[[ DATASET RECORDS open ]]

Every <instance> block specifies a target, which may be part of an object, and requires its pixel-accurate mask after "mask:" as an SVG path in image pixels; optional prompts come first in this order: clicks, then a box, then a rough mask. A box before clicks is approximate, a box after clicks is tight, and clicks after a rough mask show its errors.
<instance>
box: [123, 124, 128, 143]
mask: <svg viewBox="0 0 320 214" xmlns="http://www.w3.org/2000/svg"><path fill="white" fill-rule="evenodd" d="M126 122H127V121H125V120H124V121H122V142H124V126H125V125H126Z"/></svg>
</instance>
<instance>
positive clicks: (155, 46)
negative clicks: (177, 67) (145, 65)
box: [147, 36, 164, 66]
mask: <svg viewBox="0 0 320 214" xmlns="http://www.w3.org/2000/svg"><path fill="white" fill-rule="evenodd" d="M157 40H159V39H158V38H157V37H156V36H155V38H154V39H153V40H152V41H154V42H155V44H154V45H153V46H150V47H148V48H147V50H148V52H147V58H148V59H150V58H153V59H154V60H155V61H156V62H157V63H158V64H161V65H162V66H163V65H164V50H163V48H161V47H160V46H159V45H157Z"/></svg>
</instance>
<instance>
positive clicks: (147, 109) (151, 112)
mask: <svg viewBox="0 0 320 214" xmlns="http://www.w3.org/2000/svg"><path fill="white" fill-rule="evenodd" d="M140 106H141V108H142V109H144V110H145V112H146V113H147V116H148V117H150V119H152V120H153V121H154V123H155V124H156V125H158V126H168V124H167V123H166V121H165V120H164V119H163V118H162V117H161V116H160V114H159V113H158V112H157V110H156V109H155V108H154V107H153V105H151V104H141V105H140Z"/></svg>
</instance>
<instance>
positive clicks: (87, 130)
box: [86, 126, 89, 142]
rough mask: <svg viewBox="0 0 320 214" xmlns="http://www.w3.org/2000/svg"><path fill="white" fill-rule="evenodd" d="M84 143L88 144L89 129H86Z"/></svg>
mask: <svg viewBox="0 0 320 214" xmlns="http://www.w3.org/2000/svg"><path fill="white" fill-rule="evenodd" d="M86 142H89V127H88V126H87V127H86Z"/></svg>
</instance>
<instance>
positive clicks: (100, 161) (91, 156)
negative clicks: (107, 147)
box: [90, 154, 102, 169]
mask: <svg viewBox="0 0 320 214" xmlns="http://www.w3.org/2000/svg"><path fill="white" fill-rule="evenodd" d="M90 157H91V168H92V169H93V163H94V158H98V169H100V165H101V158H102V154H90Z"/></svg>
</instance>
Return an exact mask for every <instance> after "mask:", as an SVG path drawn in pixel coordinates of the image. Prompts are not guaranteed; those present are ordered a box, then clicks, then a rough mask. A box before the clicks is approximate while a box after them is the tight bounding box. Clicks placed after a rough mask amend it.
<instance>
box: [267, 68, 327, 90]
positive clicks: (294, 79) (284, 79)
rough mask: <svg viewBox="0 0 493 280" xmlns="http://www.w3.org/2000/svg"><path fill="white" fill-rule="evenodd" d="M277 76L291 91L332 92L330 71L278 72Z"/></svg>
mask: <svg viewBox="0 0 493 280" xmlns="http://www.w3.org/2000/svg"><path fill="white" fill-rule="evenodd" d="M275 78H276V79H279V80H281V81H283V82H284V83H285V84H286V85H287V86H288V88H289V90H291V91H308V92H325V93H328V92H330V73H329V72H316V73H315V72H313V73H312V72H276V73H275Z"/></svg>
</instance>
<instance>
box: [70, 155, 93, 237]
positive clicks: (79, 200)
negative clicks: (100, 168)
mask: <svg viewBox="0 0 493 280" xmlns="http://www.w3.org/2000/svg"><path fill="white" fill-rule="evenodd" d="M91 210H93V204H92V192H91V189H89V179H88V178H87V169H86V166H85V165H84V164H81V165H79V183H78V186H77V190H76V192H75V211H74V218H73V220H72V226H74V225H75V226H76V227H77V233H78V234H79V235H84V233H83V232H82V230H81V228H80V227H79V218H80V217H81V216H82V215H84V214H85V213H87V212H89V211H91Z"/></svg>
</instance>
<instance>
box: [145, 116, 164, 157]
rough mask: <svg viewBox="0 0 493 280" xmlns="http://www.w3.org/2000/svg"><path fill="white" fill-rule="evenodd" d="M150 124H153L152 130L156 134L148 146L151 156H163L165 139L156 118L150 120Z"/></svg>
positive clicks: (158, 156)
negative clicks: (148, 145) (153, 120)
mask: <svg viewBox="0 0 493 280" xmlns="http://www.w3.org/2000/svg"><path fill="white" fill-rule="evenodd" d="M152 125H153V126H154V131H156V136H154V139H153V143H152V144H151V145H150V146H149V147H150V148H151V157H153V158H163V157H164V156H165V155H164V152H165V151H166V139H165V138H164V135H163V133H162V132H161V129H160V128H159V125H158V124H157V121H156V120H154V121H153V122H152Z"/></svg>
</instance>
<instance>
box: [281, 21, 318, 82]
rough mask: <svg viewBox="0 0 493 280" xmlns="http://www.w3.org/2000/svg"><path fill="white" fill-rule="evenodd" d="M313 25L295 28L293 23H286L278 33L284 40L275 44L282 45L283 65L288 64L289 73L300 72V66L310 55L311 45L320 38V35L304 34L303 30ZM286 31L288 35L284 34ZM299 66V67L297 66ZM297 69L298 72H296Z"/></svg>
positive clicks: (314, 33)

[[ DATASET RECORDS closed ]]

_REQUEST_
Please render the listing as a numbered list, leaving out blank lines, starting at the line that contains "negative clicks: (148, 145) (153, 120)" and running through the end of the listing.

_SOLVED EXERCISE_
1. negative clicks: (148, 145) (153, 120)
2. mask: <svg viewBox="0 0 493 280" xmlns="http://www.w3.org/2000/svg"><path fill="white" fill-rule="evenodd" d="M152 125H153V126H154V131H156V136H154V139H153V143H152V144H151V145H150V146H149V147H150V148H151V157H153V158H163V157H164V156H165V155H164V152H165V151H166V139H165V138H164V135H163V133H162V132H161V129H160V128H159V125H158V124H157V121H156V120H154V121H153V122H152Z"/></svg>
3. </instance>
4. <instance>
5. box: [281, 21, 318, 82]
6. rough mask: <svg viewBox="0 0 493 280" xmlns="http://www.w3.org/2000/svg"><path fill="white" fill-rule="evenodd" d="M313 25L295 28L293 23H286L278 33L284 40L275 44L282 45L283 65L288 64L289 73L300 72V66L310 55L311 45L320 38V35L304 34L303 30ZM286 31L288 35L284 34ZM299 66V67L297 66ZM297 69L298 72H296Z"/></svg>
7. positive clicks: (314, 33)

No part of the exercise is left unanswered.